Position annotation records
====

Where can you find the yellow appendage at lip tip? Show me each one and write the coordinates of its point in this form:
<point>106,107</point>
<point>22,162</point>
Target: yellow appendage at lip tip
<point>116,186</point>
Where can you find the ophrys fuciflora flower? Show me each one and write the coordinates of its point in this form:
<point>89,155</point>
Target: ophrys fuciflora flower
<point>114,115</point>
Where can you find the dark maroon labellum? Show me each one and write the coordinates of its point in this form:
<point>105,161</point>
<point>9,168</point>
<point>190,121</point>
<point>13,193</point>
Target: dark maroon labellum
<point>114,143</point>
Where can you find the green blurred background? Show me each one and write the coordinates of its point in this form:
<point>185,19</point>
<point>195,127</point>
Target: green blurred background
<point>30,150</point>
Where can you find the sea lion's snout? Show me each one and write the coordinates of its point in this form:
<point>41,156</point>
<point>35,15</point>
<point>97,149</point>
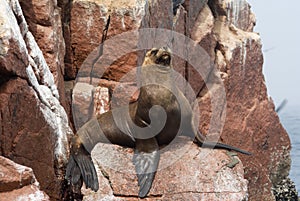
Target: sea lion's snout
<point>163,56</point>
<point>160,56</point>
<point>164,59</point>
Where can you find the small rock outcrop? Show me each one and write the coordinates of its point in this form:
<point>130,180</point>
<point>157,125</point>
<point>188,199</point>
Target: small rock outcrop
<point>18,182</point>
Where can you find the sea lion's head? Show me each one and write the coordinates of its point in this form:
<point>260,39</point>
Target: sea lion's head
<point>161,56</point>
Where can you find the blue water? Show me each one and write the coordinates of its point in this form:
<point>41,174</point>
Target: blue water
<point>290,119</point>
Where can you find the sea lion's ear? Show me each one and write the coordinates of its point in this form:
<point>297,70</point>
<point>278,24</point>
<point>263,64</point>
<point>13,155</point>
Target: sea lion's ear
<point>154,51</point>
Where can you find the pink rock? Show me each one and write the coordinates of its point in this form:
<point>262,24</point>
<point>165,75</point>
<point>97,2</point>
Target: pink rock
<point>17,182</point>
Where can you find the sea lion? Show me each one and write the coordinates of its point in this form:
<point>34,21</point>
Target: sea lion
<point>160,113</point>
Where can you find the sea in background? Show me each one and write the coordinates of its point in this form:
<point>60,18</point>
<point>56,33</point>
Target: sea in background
<point>290,119</point>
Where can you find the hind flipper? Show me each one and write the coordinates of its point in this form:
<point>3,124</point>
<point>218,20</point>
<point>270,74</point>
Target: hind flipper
<point>146,158</point>
<point>81,168</point>
<point>216,145</point>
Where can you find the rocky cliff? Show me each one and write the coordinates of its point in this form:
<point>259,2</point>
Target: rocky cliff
<point>46,44</point>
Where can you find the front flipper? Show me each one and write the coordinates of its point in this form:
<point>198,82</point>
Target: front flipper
<point>145,159</point>
<point>81,167</point>
<point>201,142</point>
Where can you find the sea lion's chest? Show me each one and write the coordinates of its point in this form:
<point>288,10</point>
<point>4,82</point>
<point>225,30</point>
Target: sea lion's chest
<point>165,97</point>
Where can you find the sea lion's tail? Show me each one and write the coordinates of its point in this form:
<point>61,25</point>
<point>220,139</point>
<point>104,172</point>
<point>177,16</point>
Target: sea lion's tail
<point>224,146</point>
<point>145,159</point>
<point>213,145</point>
<point>81,168</point>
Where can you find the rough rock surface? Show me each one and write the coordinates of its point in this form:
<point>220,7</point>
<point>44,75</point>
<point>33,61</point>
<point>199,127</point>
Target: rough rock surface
<point>34,125</point>
<point>224,28</point>
<point>44,22</point>
<point>184,173</point>
<point>18,182</point>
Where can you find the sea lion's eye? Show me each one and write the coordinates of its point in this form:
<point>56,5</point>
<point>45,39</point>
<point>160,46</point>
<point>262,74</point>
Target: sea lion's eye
<point>154,52</point>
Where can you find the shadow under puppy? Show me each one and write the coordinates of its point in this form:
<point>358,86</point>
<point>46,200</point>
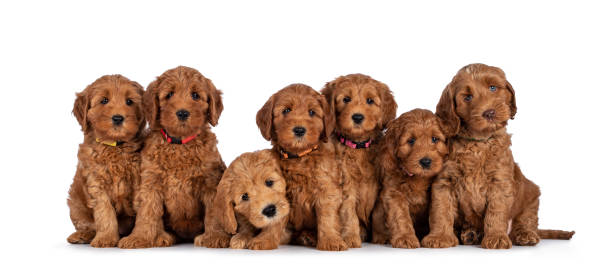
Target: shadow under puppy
<point>100,197</point>
<point>412,154</point>
<point>362,107</point>
<point>181,165</point>
<point>481,190</point>
<point>298,121</point>
<point>250,205</point>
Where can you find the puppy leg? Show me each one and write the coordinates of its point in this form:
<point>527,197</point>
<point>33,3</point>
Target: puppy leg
<point>441,217</point>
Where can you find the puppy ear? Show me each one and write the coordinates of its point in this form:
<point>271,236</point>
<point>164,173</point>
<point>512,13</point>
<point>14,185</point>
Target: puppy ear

====

> **Task brief**
Exactly repeat the lines from the line that contains "Where can you find the puppy leg?" to the end of the entries, both included, and leave out all other lines.

> **Written answer**
Where can you find the puppy leg? Show me each one and write the coordinates of its point in this form:
<point>527,197</point>
<point>33,3</point>
Target: puppy leg
<point>441,217</point>
Where can you find the puppy ear? Show me each one and write the coordinates of its point in this form:
<point>271,236</point>
<point>164,173</point>
<point>512,13</point>
<point>14,185</point>
Target: puppy ear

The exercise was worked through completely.